— START OF Extract to read —

We released! https://github.com/moekidev/baran/releases/tag/v0.1.9

moeki0 avatar Sep 26 '23 23:09 moeki0

@drale2k Which vectorsearch DB are you using btw? And what kind of files are you looking to upload?

andreibondarev avatar Sep 28 '23 18:09 andreibondarev

Currently mostly pinecone but have been looking into open source ones as well. PDFs, MS Office docx and ppt mostly. Starting to look into audio transcriptions as well using https://github.com/guillaumekln/faster-whisper

drale2k avatar Sep 28 '23 20:09 drale2k

this would help support the ability to add metadata such as source document names / source urls for the text.

I can see this being useful in add_data by optionally being able to pass an array of objects vs just string paths. checking the class of the "path" object before passing it to the chunker so and object that looks like

{ path: 'string/path/to/file', metadata: { url: "https://some.location.com/some-page-name", path: 'string/path/to/file', style: "blues" }

could be sent to the chunker would be nice. Then when we ask the vectorsearch database for similarities we should also get the metadata back to use for source links

jjimenez avatar Mar 22 '24 22:03 jjimenez

I'm still reading code... It looks like Langchain::Loader actually will take a url! That is nice. I'll have to give that a try. It would be nice if the url was passed into the vectorsearch database as metadata directly.

I'm wishing out loud and should definitely consider making a pull request.

Thanks for making this a lot easier!

jjimenez avatar Mar 22 '24 22:03 jjimenez

@jjimenez Take a look at this draft branch I'm working on: https://github.com/andreibondarev/langchainrb/pull/538/files. The rest of the vectorsearch DBs need to be fixed to accept the metadatas: param.

andreibondarev avatar Mar 23 '24 00:03 andreibondarev

any news on this feature ?

pedroresende avatar Apr 22 '24 09:04 pedroresende

I'm interested in this feature, particularly for pgvector. I'm noticing that the different vectorsearch dbs don't all currently have a schema to support storing this new metadata. Would this be something you would be interested in help with?

sean-dickinson avatar May 17 '24 19:05 sean-dickinson

I'm interested in this feature, particularly for pgvector. I'm noticing that the different vectorsearch dbs don't all currently have a schema to support storing this new metadata. Would this be something you would be interested in help with?

@sean-dickinson Yes! Any help here would be extremely appreciated! Do you have a DSL in mind we'd implemented?

andreibondarev avatar May 20 '24 14:05 andreibondarev

I'm interested in this feature, particularly for pgvector. I'm noticing that the different vectorsearch dbs don't all currently have a schema to support storing this new metadata. Would this be something you would be interested in help with?

— END OF Extract to read —

### [Short problem]
Reproduce the part of the metadata thread that begins at the words "I'm still reading" and stops after "a lot easier!".

— START OF Information given —

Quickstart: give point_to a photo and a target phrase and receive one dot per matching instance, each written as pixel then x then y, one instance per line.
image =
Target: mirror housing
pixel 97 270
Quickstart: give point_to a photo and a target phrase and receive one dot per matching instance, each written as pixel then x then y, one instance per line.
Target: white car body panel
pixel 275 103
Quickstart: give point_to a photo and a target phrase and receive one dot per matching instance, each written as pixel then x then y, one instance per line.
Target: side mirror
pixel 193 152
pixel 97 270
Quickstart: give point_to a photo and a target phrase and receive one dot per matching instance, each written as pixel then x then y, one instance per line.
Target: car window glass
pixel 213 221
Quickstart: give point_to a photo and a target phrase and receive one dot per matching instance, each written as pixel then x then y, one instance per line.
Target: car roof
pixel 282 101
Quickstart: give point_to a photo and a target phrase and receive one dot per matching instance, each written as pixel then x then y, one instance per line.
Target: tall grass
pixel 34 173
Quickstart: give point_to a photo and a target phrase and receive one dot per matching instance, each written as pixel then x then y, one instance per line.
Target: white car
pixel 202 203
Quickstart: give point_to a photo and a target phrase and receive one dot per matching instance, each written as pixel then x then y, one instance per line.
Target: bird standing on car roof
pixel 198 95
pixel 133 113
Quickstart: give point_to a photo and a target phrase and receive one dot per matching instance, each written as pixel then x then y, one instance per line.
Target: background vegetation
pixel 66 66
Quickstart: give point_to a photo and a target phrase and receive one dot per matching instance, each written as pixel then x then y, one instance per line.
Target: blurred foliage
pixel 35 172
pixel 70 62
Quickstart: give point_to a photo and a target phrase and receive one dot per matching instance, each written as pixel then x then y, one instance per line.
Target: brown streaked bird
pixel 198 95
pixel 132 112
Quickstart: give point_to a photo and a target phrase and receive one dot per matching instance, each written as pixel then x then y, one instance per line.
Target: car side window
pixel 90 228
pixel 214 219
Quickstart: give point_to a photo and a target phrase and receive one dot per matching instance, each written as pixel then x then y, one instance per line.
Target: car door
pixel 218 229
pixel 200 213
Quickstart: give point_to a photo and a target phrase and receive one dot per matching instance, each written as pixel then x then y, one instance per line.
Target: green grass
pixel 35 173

— END OF Information given —

### [Completed exercise]
I'm still reading code... It looks like Langchain::Loader actually will take a url! That is nice. I'll have to give that a try. It would be nice if the url was passed into the vectorsearch database as metadata directly.

I'm wishing out loud and should definitely consider making a pull request.

Thanks for making this a lot easier!